## REQUIRED WORK
Extract every line in the listing below that contains the string "mountain". Matching is case-sensitive.

Collected data
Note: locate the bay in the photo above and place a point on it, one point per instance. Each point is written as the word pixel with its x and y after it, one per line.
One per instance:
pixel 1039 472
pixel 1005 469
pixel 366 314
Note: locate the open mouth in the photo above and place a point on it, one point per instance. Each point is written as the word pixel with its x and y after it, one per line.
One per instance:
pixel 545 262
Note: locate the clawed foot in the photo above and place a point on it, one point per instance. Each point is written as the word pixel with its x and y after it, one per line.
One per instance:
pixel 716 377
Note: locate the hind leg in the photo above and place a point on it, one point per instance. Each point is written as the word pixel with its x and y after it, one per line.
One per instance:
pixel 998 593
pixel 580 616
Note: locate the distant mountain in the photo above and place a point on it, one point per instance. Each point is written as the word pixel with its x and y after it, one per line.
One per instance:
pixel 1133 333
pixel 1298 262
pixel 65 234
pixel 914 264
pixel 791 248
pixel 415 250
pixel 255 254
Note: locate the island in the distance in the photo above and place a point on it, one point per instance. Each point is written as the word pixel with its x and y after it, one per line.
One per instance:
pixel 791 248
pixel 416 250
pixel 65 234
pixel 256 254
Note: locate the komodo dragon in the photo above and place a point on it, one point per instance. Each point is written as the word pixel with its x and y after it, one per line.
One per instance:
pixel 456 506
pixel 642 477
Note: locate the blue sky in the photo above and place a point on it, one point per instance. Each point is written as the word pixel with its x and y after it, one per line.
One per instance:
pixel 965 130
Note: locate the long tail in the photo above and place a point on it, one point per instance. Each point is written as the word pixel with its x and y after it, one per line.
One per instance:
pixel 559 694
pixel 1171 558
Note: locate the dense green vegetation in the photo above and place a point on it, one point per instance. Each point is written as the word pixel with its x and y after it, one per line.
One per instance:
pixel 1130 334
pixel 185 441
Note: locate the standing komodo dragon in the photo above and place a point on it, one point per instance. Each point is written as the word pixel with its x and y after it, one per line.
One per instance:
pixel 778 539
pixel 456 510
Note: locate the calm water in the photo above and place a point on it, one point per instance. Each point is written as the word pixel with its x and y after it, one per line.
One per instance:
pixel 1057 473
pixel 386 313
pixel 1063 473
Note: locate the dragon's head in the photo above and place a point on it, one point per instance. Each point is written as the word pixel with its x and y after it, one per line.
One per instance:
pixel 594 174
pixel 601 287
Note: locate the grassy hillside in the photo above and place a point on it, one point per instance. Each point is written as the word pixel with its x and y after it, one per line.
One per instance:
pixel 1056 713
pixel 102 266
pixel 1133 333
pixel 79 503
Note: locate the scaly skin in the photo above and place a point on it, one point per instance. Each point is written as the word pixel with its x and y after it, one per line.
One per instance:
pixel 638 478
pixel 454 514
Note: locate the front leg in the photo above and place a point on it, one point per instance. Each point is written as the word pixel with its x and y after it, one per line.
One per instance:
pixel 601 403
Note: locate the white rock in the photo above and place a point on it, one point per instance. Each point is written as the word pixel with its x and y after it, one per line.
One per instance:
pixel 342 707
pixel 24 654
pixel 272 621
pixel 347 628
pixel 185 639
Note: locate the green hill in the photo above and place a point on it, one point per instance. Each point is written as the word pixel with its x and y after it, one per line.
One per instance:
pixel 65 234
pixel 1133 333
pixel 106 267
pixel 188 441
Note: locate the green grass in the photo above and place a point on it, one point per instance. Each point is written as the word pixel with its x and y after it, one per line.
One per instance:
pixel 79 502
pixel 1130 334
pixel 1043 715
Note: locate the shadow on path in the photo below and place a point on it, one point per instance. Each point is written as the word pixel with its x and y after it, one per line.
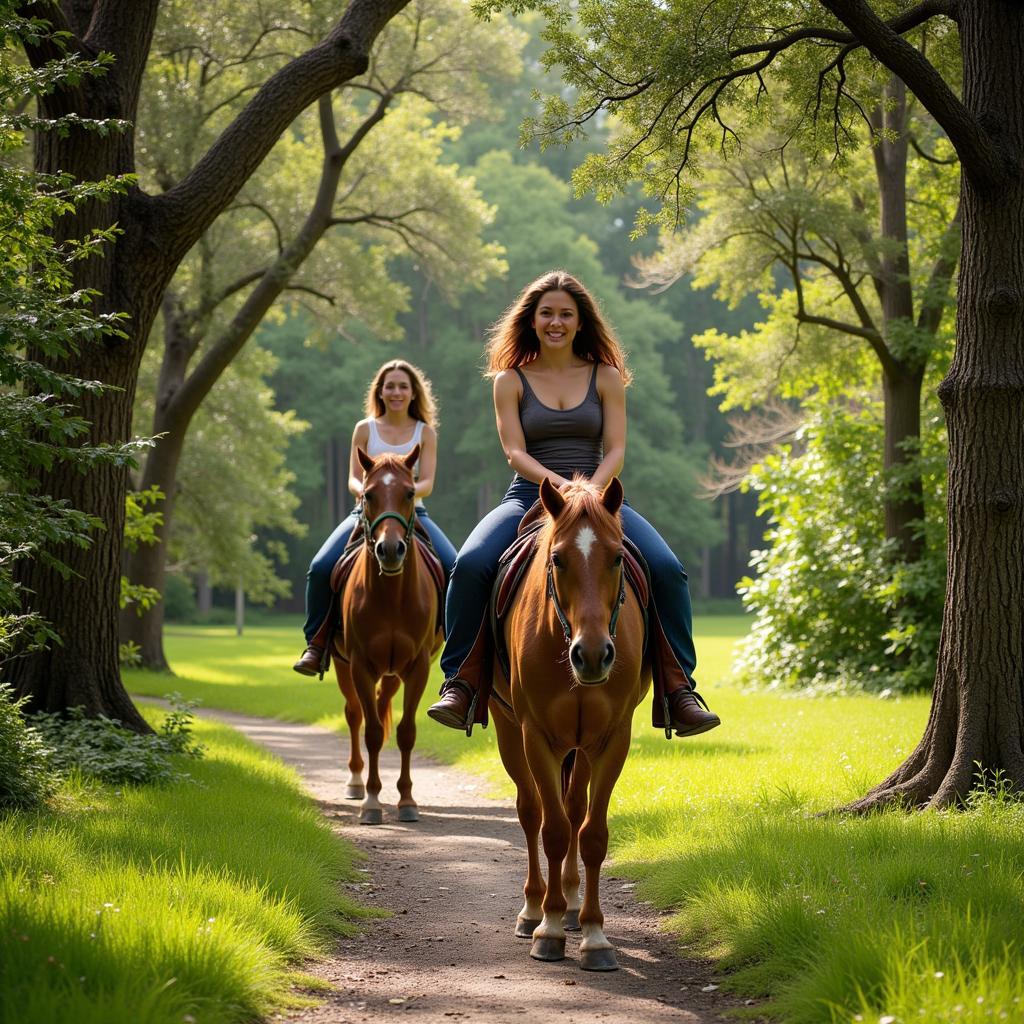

## RESPONSE
Note: locate the distant mountain in the photo above and place a point on it, one point per instance. Each point is written as the word pixel with its x and y after it, one per line.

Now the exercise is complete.